■ **TRECHO DO DOCUMENTO**
O elemento que diferencia a relação de simples dependência e a de grupo refere-se a uma especial forma de exercício do poder de controle, que tem por parâmetro não o interesse da sociedade isolada, mas a política grupal.
Note-se, portanto, que as Autoras indicadas brilhantemente apresentaram mais um requisito a ser analisado para a constatação de um grupo econômico de fato, qual seja, uma "política grupal", ou melhor, existência de poder unitário de controle econômico de um empresário sobre duas ou mais empresas administrando suas atividades cujos interesses transcendem aos seus direitos como sócio, pois que busca uma atividade coordenada dessas sociedades, com investimentos e financiamentos interligados entre elas.
Aqui cabe frisar, já adentrando parcialmente na situação que compõe o caso hipotético neste trabalho analisado, que a coordenação de investimentos e financiamentos que se amolda às hipóteses de caracterização do grupo econômico de fato irregular não são simples empréstimos entre empresas.

■ **EXERCÍCIO 1**
Extraia do trecho sobre grupo econômico a passagem que começa em "O elemento que" e termina em "interligados entre elas.", reproduzindo-a de forma literal.
■ **EXERCÍCIO 2**
Dê prosseguimento ao trecho sobre grupo econômico a partir do ponto em que ele se encerra.
As linhas apresentadas a seguir não guardam relação com o trecho sobre grupo econômico.

Registros de uma coleção

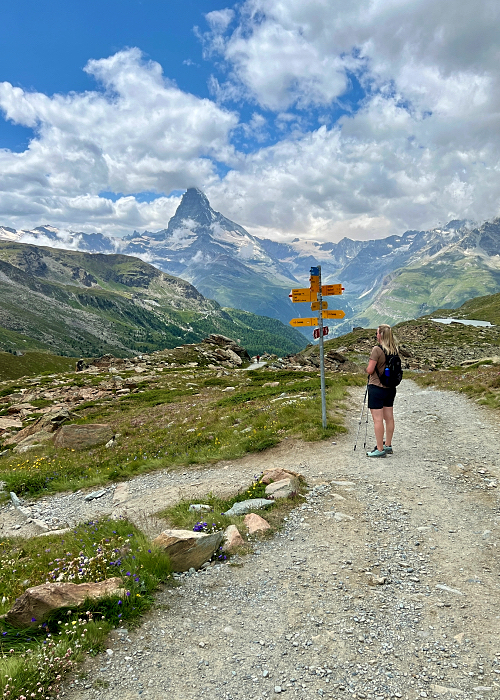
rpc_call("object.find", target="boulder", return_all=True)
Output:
[0,416,23,432]
[153,530,224,571]
[326,350,347,364]
[243,513,271,535]
[54,423,113,450]
[261,468,302,484]
[222,525,245,552]
[5,577,123,627]
[5,408,69,445]
[13,430,53,454]
[225,498,274,517]
[266,476,300,498]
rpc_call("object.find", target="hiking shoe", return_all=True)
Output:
[366,448,386,457]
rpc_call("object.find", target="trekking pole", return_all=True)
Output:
[363,387,370,450]
[354,382,368,452]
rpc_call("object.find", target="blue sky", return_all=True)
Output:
[0,0,500,240]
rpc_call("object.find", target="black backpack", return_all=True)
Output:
[375,345,403,389]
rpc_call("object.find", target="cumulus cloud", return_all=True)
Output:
[0,0,500,245]
[196,0,500,239]
[0,49,238,235]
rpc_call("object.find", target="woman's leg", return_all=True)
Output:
[382,406,394,447]
[370,408,384,452]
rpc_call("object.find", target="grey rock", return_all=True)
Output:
[225,498,274,516]
[84,489,106,501]
[10,491,21,508]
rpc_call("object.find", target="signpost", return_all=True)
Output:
[289,265,345,428]
[313,326,330,340]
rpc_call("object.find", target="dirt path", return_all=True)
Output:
[56,381,500,700]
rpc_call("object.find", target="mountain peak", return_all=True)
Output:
[167,187,217,231]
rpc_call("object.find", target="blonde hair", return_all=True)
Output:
[378,323,399,355]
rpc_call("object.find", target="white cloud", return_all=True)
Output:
[0,49,238,237]
[0,0,500,245]
[196,0,500,239]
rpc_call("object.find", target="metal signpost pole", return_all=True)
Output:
[318,265,326,429]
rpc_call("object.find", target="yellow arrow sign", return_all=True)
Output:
[321,284,344,297]
[321,310,345,318]
[309,276,319,293]
[289,287,317,304]
[290,318,318,326]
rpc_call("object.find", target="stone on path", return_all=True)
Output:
[222,516,248,552]
[10,491,21,508]
[261,467,301,484]
[54,423,113,450]
[153,530,224,571]
[224,498,274,517]
[436,583,463,595]
[84,489,106,501]
[113,483,128,503]
[243,513,271,535]
[266,476,300,498]
[5,577,123,627]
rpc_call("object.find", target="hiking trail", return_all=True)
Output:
[46,380,500,700]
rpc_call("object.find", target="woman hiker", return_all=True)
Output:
[366,323,398,457]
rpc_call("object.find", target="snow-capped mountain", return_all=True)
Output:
[0,188,500,334]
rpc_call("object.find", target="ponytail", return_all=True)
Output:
[378,323,399,355]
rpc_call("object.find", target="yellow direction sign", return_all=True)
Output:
[321,310,345,318]
[290,318,318,326]
[309,275,319,293]
[289,287,317,304]
[321,284,344,297]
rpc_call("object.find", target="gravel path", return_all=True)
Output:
[47,381,500,700]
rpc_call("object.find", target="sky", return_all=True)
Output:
[0,0,500,241]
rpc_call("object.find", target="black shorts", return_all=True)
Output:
[368,384,396,409]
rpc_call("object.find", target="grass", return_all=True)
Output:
[0,520,171,700]
[412,362,500,410]
[157,476,305,556]
[0,368,365,496]
[0,351,75,381]
[0,468,305,700]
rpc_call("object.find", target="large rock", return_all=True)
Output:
[243,513,271,535]
[266,476,300,498]
[5,408,69,445]
[54,423,114,450]
[222,525,245,552]
[153,530,224,571]
[0,416,23,432]
[225,498,274,517]
[261,467,303,484]
[13,430,54,454]
[5,577,123,627]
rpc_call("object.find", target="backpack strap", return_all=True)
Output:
[375,343,387,387]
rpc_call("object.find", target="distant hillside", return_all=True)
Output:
[0,241,305,357]
[430,294,500,326]
[0,188,500,338]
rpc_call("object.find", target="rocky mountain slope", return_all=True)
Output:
[0,242,304,357]
[0,188,500,335]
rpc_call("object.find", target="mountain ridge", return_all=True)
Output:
[0,241,305,357]
[0,188,500,336]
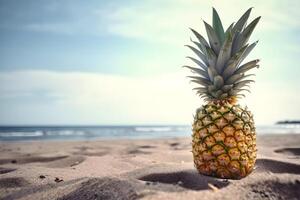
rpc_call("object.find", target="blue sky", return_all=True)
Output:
[0,0,300,124]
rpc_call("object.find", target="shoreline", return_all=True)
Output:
[0,134,300,200]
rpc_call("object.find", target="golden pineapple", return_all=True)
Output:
[185,8,260,179]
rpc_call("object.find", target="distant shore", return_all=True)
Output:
[0,134,300,200]
[276,120,300,125]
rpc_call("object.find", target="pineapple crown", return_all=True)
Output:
[184,8,260,102]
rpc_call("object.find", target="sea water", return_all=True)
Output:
[0,124,300,141]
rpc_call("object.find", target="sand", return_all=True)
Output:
[0,134,300,200]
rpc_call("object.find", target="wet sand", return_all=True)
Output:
[0,134,300,200]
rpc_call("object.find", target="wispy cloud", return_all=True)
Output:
[0,71,300,124]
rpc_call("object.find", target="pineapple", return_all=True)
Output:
[184,8,260,179]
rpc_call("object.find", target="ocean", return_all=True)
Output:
[0,124,300,141]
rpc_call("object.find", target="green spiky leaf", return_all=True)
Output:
[213,8,225,44]
[203,21,221,54]
[233,8,252,32]
[185,45,209,66]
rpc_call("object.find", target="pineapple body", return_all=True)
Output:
[192,102,257,179]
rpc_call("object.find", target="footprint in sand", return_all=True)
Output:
[138,170,229,192]
[0,177,29,188]
[59,177,139,200]
[0,167,16,174]
[72,146,109,157]
[0,156,86,168]
[0,156,68,164]
[245,180,300,199]
[256,159,300,174]
[46,156,86,168]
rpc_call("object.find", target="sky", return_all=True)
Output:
[0,0,300,125]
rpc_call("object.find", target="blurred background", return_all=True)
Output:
[0,0,300,140]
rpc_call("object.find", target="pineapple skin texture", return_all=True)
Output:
[192,103,257,179]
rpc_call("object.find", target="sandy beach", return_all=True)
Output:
[0,134,300,200]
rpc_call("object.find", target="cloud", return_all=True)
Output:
[0,71,198,124]
[0,71,300,124]
[102,0,300,44]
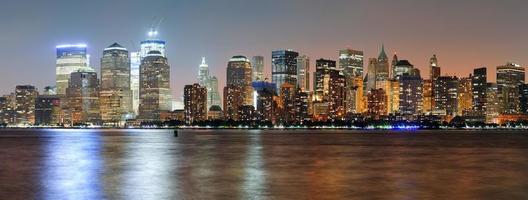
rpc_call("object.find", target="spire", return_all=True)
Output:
[378,43,388,60]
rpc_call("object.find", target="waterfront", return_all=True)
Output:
[0,129,528,199]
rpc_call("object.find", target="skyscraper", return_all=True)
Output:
[15,85,38,124]
[271,50,299,91]
[35,95,61,125]
[226,56,253,105]
[139,51,172,120]
[314,58,337,101]
[130,51,141,116]
[251,56,264,81]
[485,83,500,123]
[339,49,363,77]
[457,74,473,116]
[497,63,525,114]
[429,54,441,81]
[339,49,363,113]
[392,60,414,79]
[324,70,347,120]
[224,84,244,121]
[433,76,459,116]
[198,57,220,109]
[99,43,134,124]
[183,83,207,124]
[365,45,389,91]
[471,67,488,116]
[56,44,94,96]
[399,75,423,115]
[66,72,101,125]
[297,55,310,91]
[198,57,210,87]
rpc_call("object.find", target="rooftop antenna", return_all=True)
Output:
[148,17,164,38]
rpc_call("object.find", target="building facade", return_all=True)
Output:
[139,51,172,121]
[183,83,207,124]
[271,50,299,91]
[99,43,135,124]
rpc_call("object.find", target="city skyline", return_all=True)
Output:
[0,1,528,97]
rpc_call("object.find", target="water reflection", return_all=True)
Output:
[242,130,266,199]
[40,131,104,200]
[0,130,528,199]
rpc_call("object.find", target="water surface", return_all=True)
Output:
[0,130,528,199]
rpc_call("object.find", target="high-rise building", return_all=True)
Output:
[139,37,167,60]
[56,44,94,96]
[422,79,434,114]
[471,67,488,116]
[295,88,311,123]
[457,74,473,116]
[198,57,220,108]
[251,56,264,81]
[297,55,310,91]
[519,83,528,114]
[367,88,387,118]
[253,81,277,122]
[327,70,347,120]
[139,51,172,120]
[198,57,210,88]
[385,79,403,114]
[183,83,207,124]
[433,76,459,116]
[224,56,253,106]
[15,85,38,124]
[314,58,338,101]
[224,84,244,121]
[0,93,16,125]
[35,95,62,125]
[429,54,441,81]
[398,73,423,115]
[339,49,364,113]
[207,76,222,108]
[99,43,135,124]
[0,96,12,126]
[365,45,390,91]
[497,63,525,114]
[339,49,363,78]
[271,50,299,91]
[485,83,500,123]
[279,83,297,124]
[66,72,101,125]
[130,51,141,116]
[392,60,414,79]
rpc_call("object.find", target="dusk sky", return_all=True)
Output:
[0,0,528,99]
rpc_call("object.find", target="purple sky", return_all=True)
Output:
[0,0,528,98]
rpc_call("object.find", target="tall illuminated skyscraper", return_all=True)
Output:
[139,30,167,60]
[139,51,172,120]
[130,51,141,116]
[471,67,488,116]
[271,50,299,91]
[183,83,208,124]
[66,72,101,124]
[100,43,133,124]
[198,57,220,109]
[429,54,441,81]
[15,85,38,124]
[251,56,264,81]
[56,44,95,96]
[297,55,310,91]
[224,56,253,105]
[497,63,525,114]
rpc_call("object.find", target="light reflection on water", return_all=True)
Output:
[40,131,103,200]
[0,130,528,199]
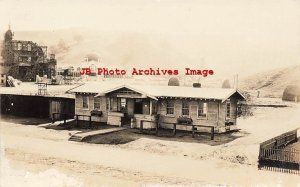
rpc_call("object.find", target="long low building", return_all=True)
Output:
[68,82,245,133]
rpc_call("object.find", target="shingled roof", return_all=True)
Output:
[68,82,245,102]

■ **RESPOSTA 1**
O elemento que diferencia a relação de simples dependência e a de grupo refere-se a uma especial forma de exercício do poder de controle, que tem por parâmetro não o interesse da sociedade isolada, mas a política grupal.
Note-se, portanto, que as Autoras indicadas brilhantemente apresentaram mais um requisito a ser analisado para a constatação de um grupo econômico de fato, qual seja, uma "política grupal", ou melhor, existência de poder unitário de controle econômico de um empresário sobre duas ou mais empresas administrando suas atividades cujos interesses transcendem aos seus direitos como sócio, pois que busca uma atividade coordenada dessas sociedades, com investimentos e financiamentos interligados entre elas.

■ **RESPOSTA 2**
Financiamentos evidentemente estão atrelados a uma finalidade para a qual o dinheiro será aplicado, como por exemplo, expansão dos negócios, abertura de filiais, desenvolvimento da cadeia de produção, etc. ao passo que empréstimos não demandam vinculação a um objetivo específico e, portanto, desservem à comprovar formação de um grupo econômico de fato irregular que objetivou fraudar a atividade do Fisco.
4 LIMITE E ALCANCE DO INTERESSE COMUM NA RESPONSABILIZAÇÃO SOLIDÁRIA TRIBUTÁRIA DE PESSOAS JURÍDICAS
Fixadas as bases conceituais e legais da Responsabilidade Tributária, importa-nos, a verificação do limite e alcance do interesse comum na responsabilização tributária de pessoas jurídicas, tomando como ponto de partida o caso hipotético indicado nesse trabalho.
Analisando o contexto factual da responsabilização solidária das empresas “A” e “B”, identifica-se que a Autoridade Fiscal utilizou como suporte para a Autuação a constatação de que àquelas empresas tiveram, mesmo que em períodos distintos, 1) representante/administrador por procuração pública idêntico; 2) Utilização do mesmo código de atividade econômica principal, bem como 3) fornecimento de créditos de empréstimo e recebimento entre elas.
Como demonstrado pelos elementos de fato e de direito colacionados neste trabalho, extrai-se o evidente açodamento e equívoco da Autoridade Fiscal na responsabilização tributária das empresas sobreditas com base no artigo 124, inciso I do Código Tributário Nacional.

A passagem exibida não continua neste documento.